● **Work instructions**
Copy out the line containing "cloud shown in the photo above." and each line after it, through the last one in the material, exactly as written.

● **Data extracted from a collection**
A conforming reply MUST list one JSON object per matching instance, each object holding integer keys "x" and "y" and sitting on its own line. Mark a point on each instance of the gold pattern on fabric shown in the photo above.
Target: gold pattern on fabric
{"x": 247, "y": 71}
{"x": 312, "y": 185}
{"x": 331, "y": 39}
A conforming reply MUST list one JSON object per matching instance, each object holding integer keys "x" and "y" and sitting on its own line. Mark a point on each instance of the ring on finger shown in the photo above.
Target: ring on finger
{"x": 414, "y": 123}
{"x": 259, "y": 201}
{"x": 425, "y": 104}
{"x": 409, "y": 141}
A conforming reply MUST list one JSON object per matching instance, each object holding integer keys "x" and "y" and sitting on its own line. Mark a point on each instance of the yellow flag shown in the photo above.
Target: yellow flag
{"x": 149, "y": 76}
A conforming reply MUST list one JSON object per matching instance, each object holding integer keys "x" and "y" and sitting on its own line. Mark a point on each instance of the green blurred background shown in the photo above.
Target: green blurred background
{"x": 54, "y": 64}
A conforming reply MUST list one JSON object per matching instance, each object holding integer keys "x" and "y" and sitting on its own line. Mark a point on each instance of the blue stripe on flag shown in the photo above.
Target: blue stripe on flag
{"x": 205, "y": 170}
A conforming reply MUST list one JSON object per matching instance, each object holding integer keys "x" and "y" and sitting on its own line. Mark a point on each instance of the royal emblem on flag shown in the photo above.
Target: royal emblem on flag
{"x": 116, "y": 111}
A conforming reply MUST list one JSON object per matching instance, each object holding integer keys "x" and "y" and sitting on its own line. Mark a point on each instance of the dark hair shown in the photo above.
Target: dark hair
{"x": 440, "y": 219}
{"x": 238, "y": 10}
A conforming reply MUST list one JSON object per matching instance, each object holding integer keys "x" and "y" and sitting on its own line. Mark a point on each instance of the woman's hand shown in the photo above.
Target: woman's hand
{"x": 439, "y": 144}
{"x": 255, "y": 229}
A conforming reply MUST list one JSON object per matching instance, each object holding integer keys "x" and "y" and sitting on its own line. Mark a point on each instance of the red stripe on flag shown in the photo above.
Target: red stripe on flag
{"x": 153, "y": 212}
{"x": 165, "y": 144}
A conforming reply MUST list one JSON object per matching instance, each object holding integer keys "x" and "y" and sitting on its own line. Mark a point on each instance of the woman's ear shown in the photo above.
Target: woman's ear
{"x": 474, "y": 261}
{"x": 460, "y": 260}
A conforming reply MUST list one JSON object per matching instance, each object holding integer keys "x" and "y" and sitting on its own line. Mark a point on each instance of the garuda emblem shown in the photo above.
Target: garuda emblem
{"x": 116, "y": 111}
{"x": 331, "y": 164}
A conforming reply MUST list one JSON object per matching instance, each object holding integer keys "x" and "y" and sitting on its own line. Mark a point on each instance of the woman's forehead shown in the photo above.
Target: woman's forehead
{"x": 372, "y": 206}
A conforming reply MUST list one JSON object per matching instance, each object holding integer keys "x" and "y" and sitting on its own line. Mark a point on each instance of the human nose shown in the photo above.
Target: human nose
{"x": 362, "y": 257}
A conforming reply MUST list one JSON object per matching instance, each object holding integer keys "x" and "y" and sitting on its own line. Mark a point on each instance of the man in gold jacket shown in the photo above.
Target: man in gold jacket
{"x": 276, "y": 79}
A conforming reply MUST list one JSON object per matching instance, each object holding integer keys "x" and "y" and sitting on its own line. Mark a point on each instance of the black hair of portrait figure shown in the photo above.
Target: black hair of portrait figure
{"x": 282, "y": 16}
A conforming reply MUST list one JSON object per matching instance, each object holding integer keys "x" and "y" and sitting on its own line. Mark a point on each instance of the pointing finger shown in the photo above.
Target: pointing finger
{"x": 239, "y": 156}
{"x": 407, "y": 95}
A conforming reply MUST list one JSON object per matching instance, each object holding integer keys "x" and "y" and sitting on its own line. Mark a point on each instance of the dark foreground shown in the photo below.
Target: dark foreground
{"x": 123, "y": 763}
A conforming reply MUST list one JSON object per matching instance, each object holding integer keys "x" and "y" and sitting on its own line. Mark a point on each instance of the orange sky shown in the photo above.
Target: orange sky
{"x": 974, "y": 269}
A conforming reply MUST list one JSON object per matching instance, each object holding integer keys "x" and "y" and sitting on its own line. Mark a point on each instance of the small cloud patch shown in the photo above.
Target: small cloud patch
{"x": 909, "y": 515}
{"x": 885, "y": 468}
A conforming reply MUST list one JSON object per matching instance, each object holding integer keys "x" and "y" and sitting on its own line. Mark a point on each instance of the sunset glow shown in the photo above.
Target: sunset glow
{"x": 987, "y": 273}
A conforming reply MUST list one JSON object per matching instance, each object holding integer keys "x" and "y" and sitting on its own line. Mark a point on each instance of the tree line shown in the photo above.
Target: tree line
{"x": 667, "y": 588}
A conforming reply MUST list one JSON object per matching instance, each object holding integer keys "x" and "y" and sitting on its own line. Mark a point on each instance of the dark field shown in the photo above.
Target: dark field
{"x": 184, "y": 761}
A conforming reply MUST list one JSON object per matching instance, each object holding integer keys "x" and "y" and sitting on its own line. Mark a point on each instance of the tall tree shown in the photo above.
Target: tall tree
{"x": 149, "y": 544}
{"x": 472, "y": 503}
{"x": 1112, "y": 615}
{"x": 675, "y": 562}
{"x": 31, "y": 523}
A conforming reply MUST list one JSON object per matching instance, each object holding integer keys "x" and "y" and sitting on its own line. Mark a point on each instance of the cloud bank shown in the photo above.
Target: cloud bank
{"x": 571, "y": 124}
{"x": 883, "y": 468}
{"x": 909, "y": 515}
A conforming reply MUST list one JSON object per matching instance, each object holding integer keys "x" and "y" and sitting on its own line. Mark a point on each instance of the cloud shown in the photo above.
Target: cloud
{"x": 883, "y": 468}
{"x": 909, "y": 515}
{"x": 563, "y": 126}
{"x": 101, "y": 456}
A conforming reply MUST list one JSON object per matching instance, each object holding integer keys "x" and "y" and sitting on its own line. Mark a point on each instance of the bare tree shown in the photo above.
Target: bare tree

● **Output for this task**
A conforming reply MUST list one JSON object per matching instance, each object holding integer keys "x" and "y" and sitting on its own line. Mark a point on each instance of the cloud shown in the photo above.
Target: cloud
{"x": 883, "y": 468}
{"x": 909, "y": 515}
{"x": 563, "y": 126}
{"x": 101, "y": 456}
A conforming reply MUST list one JSON object per matching instance, each object holding integer keys "x" and "y" and sitting on its own line. Mark a point on each instance of the bare tree shown in the photo above.
Target: bare tree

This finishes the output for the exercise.